■ Records for processing
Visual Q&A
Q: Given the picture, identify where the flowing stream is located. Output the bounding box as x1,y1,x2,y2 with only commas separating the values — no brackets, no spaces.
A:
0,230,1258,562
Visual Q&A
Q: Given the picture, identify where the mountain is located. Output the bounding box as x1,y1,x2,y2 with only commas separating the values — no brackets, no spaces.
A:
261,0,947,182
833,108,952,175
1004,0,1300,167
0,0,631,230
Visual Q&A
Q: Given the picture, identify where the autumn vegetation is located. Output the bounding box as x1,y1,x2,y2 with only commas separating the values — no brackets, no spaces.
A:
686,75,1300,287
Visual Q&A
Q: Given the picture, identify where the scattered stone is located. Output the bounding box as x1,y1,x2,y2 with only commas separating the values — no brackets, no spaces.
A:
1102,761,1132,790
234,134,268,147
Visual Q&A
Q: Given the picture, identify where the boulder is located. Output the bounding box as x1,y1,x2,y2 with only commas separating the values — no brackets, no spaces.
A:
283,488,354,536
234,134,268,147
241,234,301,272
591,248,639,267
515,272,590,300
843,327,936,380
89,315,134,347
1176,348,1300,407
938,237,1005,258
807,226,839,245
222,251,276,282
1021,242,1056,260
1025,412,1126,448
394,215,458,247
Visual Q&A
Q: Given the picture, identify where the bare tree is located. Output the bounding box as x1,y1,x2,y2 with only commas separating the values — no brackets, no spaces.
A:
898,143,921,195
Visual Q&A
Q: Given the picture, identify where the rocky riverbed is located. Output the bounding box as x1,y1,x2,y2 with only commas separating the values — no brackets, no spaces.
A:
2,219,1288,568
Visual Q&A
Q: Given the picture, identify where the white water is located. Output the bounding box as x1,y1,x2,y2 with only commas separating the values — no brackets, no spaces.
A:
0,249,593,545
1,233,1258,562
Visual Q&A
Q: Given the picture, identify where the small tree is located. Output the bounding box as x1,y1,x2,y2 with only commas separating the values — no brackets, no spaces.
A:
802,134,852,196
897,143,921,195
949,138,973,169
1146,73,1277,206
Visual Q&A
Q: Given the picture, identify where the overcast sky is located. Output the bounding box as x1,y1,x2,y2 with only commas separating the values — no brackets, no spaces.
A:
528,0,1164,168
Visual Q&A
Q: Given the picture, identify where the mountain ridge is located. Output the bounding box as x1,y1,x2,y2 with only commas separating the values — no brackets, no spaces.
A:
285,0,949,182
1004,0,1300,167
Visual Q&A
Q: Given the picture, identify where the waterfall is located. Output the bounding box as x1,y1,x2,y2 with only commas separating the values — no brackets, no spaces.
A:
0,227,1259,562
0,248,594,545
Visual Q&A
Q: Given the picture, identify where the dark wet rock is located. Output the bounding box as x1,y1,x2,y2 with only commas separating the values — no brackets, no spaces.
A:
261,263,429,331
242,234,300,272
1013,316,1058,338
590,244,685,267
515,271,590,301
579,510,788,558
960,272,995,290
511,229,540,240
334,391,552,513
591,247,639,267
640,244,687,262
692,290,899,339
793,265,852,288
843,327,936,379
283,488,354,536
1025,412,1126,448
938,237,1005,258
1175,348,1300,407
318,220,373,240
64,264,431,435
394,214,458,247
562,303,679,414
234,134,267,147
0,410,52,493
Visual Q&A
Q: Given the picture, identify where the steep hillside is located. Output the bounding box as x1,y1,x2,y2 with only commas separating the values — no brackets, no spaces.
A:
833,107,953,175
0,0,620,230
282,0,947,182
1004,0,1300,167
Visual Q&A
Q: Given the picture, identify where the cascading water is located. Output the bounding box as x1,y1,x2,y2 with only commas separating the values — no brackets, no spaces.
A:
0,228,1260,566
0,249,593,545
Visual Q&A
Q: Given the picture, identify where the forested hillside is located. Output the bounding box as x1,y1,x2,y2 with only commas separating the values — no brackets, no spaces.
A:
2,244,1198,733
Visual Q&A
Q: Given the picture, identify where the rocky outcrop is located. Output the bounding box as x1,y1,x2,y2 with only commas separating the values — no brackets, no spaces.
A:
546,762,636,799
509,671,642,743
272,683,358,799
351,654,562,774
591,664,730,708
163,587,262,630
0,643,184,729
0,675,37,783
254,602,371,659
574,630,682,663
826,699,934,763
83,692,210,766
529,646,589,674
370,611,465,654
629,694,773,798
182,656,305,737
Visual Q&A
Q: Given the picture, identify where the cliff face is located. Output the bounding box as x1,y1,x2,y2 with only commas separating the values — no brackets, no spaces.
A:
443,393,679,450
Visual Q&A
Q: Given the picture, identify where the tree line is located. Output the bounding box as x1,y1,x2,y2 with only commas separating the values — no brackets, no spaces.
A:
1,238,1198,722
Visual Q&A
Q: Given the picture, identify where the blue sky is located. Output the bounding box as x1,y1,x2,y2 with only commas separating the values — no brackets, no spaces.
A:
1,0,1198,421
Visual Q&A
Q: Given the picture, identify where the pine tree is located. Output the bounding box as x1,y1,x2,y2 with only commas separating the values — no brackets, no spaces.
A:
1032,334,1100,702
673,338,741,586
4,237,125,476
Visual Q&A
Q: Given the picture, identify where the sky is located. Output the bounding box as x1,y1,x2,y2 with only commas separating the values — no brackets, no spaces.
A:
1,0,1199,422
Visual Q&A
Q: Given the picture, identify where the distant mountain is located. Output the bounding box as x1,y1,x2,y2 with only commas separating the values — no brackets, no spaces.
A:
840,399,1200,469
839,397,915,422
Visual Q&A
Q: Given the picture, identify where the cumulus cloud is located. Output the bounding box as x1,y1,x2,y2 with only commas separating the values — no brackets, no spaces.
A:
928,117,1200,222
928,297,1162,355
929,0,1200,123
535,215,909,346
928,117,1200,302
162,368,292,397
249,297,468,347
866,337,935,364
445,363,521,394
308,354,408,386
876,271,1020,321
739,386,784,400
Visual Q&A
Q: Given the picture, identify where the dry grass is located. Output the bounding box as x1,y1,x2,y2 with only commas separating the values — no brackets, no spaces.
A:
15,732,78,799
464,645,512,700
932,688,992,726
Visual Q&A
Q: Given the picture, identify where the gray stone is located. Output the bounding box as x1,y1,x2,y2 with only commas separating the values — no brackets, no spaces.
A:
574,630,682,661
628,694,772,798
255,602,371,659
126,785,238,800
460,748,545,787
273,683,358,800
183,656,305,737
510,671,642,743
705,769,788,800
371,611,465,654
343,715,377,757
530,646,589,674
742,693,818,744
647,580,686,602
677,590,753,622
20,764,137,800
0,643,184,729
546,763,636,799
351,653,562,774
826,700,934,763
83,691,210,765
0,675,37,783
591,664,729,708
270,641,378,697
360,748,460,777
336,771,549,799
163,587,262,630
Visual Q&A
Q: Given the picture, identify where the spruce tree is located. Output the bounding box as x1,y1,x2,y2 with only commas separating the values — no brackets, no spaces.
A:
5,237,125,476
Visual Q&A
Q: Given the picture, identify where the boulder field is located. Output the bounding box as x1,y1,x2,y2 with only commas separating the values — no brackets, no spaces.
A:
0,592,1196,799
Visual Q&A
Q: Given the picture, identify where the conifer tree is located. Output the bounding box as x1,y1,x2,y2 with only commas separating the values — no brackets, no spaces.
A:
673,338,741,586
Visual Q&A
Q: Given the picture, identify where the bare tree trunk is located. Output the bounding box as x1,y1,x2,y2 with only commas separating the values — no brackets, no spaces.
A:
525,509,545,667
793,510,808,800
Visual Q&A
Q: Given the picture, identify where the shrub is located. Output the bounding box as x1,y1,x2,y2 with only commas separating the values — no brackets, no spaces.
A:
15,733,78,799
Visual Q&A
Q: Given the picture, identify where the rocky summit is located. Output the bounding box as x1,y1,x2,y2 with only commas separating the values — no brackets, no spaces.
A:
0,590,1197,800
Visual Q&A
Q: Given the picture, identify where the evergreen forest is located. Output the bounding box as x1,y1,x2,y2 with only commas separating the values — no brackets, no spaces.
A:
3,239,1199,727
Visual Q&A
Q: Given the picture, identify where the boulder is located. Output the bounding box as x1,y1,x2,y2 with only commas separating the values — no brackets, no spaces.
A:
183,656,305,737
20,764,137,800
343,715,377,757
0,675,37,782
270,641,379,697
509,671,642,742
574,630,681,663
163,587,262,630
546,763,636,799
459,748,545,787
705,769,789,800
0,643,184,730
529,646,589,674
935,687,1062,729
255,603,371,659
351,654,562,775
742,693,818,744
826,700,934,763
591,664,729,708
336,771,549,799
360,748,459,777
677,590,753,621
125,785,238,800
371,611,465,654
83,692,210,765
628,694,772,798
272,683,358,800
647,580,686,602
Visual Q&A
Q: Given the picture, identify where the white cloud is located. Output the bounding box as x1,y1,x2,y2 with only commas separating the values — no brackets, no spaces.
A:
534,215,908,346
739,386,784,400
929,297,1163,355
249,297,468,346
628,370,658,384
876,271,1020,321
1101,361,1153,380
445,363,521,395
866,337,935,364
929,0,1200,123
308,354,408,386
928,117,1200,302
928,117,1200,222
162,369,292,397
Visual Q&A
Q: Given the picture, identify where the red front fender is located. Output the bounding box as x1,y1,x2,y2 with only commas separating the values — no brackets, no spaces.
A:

■ Exercise aim
What lines above contain the word "stone"? Please copy each one.

■ Expected answer
Q: Given the picture, identify where the scattered stone is located. Output the bounding box as x1,y1,x2,y2 with only commas separating the values — no brackets, no spaces.
Q: Given the picture, identify where the gray stone is located. Output the bounding box as x1,y1,x2,y2 with only commas separating the values — no brackets, no spaces.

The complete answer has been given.